(Reading text):
□ □ □
Photo from the author’s personal collection. President Andrew Jackson of Tennessee.

Photo from the author’s personal collection.
President Andrew Jackson of Tennessee.

By Ray Hill

 

If Senator K. D. McKellar was an accomplished feudist, another son of Tennessee was at the very least as accomplished in that art: General Andrew Jackson.  President Andrew Jackson carried the bullet in his body from a duel he fought until he died; the other fellow didn’t emerge from that encounter nearly so well.  Feuding with Andrew Jackson could literally be a lethal proposition.

Andrew Jackson was also the first President of the United States to be elected as a “man of the people.”  Many residents of the Capitol were horrified when Jackson threw open the doors of the White House to allow anyone and everyone to come and help him dispose of a gigantic wheel of cheese to celebrate his inauguration.
□ □ □
(Request 1): Write out the passage from the Andrew Jackson article word for word, starting with "By Ray Hill" and going on through "a lethal proposition.".
(Request 2): Carry the Andrew Jackson article forward, picking up right after its last sentence.
The material after this point comes from a separate source.
□ □ □
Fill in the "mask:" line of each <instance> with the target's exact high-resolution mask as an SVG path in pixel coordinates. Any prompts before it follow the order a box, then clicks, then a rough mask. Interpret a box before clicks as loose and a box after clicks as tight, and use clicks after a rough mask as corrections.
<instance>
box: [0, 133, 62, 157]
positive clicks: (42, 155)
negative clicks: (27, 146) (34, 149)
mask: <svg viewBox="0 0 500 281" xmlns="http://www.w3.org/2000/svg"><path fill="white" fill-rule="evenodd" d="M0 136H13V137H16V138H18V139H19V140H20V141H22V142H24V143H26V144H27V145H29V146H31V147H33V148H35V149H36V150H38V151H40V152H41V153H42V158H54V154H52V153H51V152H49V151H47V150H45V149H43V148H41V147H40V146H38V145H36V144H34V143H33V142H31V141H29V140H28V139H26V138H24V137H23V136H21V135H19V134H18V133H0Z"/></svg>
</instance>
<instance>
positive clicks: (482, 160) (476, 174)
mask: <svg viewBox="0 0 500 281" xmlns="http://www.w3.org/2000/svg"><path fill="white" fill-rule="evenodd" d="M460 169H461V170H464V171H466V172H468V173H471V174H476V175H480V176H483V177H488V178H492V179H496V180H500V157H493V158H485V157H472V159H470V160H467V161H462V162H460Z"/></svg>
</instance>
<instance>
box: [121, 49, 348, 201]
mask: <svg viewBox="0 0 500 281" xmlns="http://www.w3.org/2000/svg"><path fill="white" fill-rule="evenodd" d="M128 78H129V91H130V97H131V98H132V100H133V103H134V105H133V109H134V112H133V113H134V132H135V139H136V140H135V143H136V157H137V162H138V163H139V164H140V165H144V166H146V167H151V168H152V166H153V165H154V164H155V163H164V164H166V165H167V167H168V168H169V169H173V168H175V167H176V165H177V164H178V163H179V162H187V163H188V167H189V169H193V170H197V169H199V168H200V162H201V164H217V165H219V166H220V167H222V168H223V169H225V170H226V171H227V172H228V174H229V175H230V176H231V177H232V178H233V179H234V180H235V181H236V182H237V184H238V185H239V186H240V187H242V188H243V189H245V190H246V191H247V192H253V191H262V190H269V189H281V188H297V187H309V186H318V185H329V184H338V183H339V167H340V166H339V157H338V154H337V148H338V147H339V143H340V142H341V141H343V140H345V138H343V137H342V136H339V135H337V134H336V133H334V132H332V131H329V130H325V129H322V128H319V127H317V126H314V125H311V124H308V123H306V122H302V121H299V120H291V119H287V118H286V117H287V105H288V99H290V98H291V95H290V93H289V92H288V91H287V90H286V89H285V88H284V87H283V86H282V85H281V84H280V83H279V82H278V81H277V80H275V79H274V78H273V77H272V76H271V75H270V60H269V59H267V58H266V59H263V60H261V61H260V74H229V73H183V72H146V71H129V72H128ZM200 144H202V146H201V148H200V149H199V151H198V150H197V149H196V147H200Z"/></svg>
□ □ □
(Task output 1):
By Ray Hill

 

If Senator K. D. McKellar was an accomplished feudist, another son of Tennessee was at the very least as accomplished in that art: General Andrew Jackson.  President Andrew Jackson carried the bullet in his body from a duel he fought until he died; the other fellow didn’t emerge from that encounter nearly so well.  Feuding with Andrew Jackson could literally be a lethal proposition.

(Task output 2):
The Bank of the United States, the second such entity, was chartered in 1816.  Its life was to run for twenty years.  The reason the Bank of the United States had a time when it had to be renewed was due to the fact there were more than a few congressmen who disliked the notion of concentrating so much financial power in one institution.  The Bank of the United States was also the repository for federal funds.  Yet the Bank of the United States was not a federal institution; it was responsible not to Congress or the people.  The Bank of the United States was only responsible to its own Board of Directors.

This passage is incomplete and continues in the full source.